Render the records below as a Markdown table with the columns Row and Line, one row for each non-blank line.

━━━━━ Stored records ━━━━━

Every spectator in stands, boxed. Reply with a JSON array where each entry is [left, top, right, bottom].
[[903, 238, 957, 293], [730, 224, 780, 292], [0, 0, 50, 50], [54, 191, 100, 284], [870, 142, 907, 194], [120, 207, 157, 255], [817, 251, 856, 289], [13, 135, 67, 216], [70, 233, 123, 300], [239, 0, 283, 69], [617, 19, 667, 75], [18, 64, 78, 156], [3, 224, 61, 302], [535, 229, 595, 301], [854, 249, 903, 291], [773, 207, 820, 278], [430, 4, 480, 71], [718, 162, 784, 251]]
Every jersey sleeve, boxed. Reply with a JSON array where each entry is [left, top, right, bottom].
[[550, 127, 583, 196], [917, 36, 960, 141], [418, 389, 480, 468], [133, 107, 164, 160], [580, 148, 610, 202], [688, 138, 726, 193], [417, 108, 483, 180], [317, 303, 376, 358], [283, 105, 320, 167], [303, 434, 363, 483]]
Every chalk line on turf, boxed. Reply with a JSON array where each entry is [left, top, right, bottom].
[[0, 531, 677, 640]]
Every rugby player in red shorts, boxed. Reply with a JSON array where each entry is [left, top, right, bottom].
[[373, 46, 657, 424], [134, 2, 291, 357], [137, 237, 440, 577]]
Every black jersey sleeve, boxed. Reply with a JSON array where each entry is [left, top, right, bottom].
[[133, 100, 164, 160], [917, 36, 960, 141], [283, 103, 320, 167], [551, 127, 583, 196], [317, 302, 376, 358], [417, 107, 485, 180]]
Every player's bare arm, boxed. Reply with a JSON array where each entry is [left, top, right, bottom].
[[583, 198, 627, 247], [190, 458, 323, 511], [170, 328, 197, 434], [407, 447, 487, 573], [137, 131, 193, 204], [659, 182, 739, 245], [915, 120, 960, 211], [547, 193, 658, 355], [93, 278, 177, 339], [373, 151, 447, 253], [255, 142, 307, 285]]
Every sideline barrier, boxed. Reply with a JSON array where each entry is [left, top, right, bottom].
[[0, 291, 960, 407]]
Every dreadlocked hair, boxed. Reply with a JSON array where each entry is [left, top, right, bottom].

━━━━━

Expected output =
| Row | Line |
|---|---|
| 1 | Every spectator in stands, boxed. Reply with a JSON array where each entry is [left, top, right, bottom]. |
| 2 | [[903, 238, 957, 293], [730, 224, 780, 292], [0, 0, 50, 50], [54, 191, 100, 284], [870, 142, 907, 194], [120, 207, 157, 255], [817, 251, 856, 289], [13, 135, 67, 216], [70, 233, 123, 300], [239, 0, 283, 69], [617, 19, 667, 75], [18, 64, 78, 156], [3, 224, 61, 302], [535, 229, 595, 301], [854, 249, 903, 291], [773, 207, 820, 278], [430, 4, 480, 71], [718, 162, 784, 251]] |
| 3 | Every jersey sleeve, boxed. Reply with a JSON array where each entry is [left, top, right, bottom]. |
| 4 | [[550, 127, 583, 196], [917, 36, 960, 141], [418, 389, 480, 468], [133, 107, 164, 160], [580, 148, 610, 202], [688, 138, 726, 193], [417, 108, 483, 180], [317, 303, 376, 358], [283, 105, 320, 167], [303, 434, 363, 483]] |
| 5 | Every chalk line on turf, boxed. Reply with a JSON array where each entry is [left, top, right, bottom]. |
| 6 | [[0, 531, 677, 640]] |
| 7 | Every rugby player in red shorts, boxed. Reply with a JSON array where each entry is [left, top, right, bottom]. |
| 8 | [[373, 46, 657, 424], [134, 2, 291, 357], [137, 237, 440, 577]] |
| 9 | Every black jersey sleeve, boxed. Reply with a JSON array where each entry is [left, top, right, bottom]. |
| 10 | [[133, 100, 164, 160], [917, 36, 960, 141], [283, 103, 320, 167], [551, 127, 583, 196], [317, 302, 376, 358], [417, 107, 485, 180]] |
| 11 | Every player's bare arm, boxed. Reply with a JSON array where each entry is [left, top, right, bottom]. |
| 12 | [[583, 198, 627, 247], [190, 458, 323, 511], [170, 328, 197, 434], [407, 447, 487, 573], [137, 131, 193, 204], [659, 182, 739, 245], [915, 120, 960, 211], [547, 193, 658, 355], [93, 278, 177, 339], [373, 151, 447, 253], [255, 142, 307, 285]] |
| 13 | Every sideline barrier, boxed. Reply with a JSON array where each entry is [left, top, right, bottom]. |
| 14 | [[0, 291, 960, 407]] |
| 15 | Every dreadlocked hair, boxed. Reply with a JSON array where each entry is [left, top, right, bottom]. |